▶ _Énoncé 1_
D'après l'extrait sur Molding the Signifier, comme quoi l'œuvre se révèle-t-elle ?
▶ _Énoncé 2_
Reprenez l'extrait sur Molding the Signifier à la suite de sa dernière phrase.

▶ _Extrait choisi_
------------------------------

Par ailleurs, Molding the Signifier met en lumière la difficulté de définir l’humain. Si, à une certaine échelle, l’être individuel et unique reste évident et central, il apparaît de plus en plus comme un ensemble hétérogène, une sorte de « société » constituée d’éléments humains mais aussi de non humains dont ces bactéries qui composent notre microbiome. Celles-ci ont leurs propres buts et finalités qui peuvent avoir un impact positif ou négatif non seulement sur notre bien être physique mais également sur notre système intellectuel et cognitif, sur notre conscience, de nous et du monde. La recherche médicale confirme que des bactéries et des virus externes mais aussi internes sont à l’origine, ou à tout le moins partie prenante, de certaines maladies mentales et/ou dégénératives, et engendrent un dysfonctionnement de notre système cognitif.
Des données sur l’activité de bactéries qui perturbent un cerveau artificiel : Molding the Signifier se révèle comme la simulation d’une expérience scientifique pour comprendre les mécanismes exogènes des maladies mentales et de la folie. Dans un retournement, l’éthique spéculative devient concrète et l’œuvre acquiert une autre dimension, ainsi que l’explicita Bobbie Farsides. Il suffirait d’un autre contexte et d’autres moyens (dans un laboratoire) pour qu’elle puisse devenir aussi une expérience réelle. À regarder l’image perdre sa couleur, le visage de synthèse sa perfection et se déformer, me vint à l’esprit ces photographies de femmes hystériques prises par Charcot mais aussi que le manquement à l’éthique en matière de psychiatrie n’eut rien à envier à celui de la médecine des corps, et les femmes y furent souvent en première ligne.

------------------------------

Données de localisation de points:

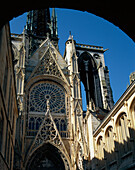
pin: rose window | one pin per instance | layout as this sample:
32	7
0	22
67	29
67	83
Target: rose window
47	91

------------------------------

▶ _Résultat 1_
Comme la simulation d'une expérience scientifique pour comprendre les mécanismes exogènes des maladies mentales et de la folie.

▶ _Résultat 2_
Le comité d’éthique pour la rencontre « Trust Me, I’m An Artist » à Prague, novembre 2015. De gauche à droite : Ondrej Cakl, Anna Dumitriu, Bobbie Farsides, Lucas Evers, Claudia Lastra et Ivor Diosi. (photo : Louise Whiteley)
La discussion permit de déplier les différentes couches de sens et de discours véhiculés par Molding the Signifier, quelquefois bien au-delà de l’intention initiale de l’artiste et suscita une question inattendue : le fait que l’œuvre puisse être considérée aussi comme simulation scientifique et, ainsi, entrer dans un cadre plus balisé au regard de l’éthique, modifie t-il la façon dont elle est perçue et évaluée en tant qu’œuvre, d’un point de vue esthétique ? Pour ma part, je ne le pense pas. Mais peut-être est-ce parce que j’ai l’habitude de voir des œuvres qui peuvent être « lues » différemment selon le contexte. Le plus ancien exemple qui me vienne en mémoire sont les créations à base d’algorithmes génétiques de Karl Sims, couronnées d’un Prix Ars Electronica en tant qu’art et présentées comme recherche informatique à SIGGRAPH.
En rentrant à Paris je me faisais cependant la réflexion que le projet Trust Me, I’m An Artist avait un impact sur la façon dont j’abordais ces œuvres. D’ordinaire, la question éthique peut surgir, bien sûr, quand je vois ou que j’expérimente une œuvre mais elle n’est jamais première ou préalable comme c’est le cas ici. Et il est évident que cela conditionne et influence ma perception et mon jugement. Mais peut-être pas plus que d’avoir à préparer à l’avance les podcasts et donc de me documenter en amont sur les œuvres. Question en suspend.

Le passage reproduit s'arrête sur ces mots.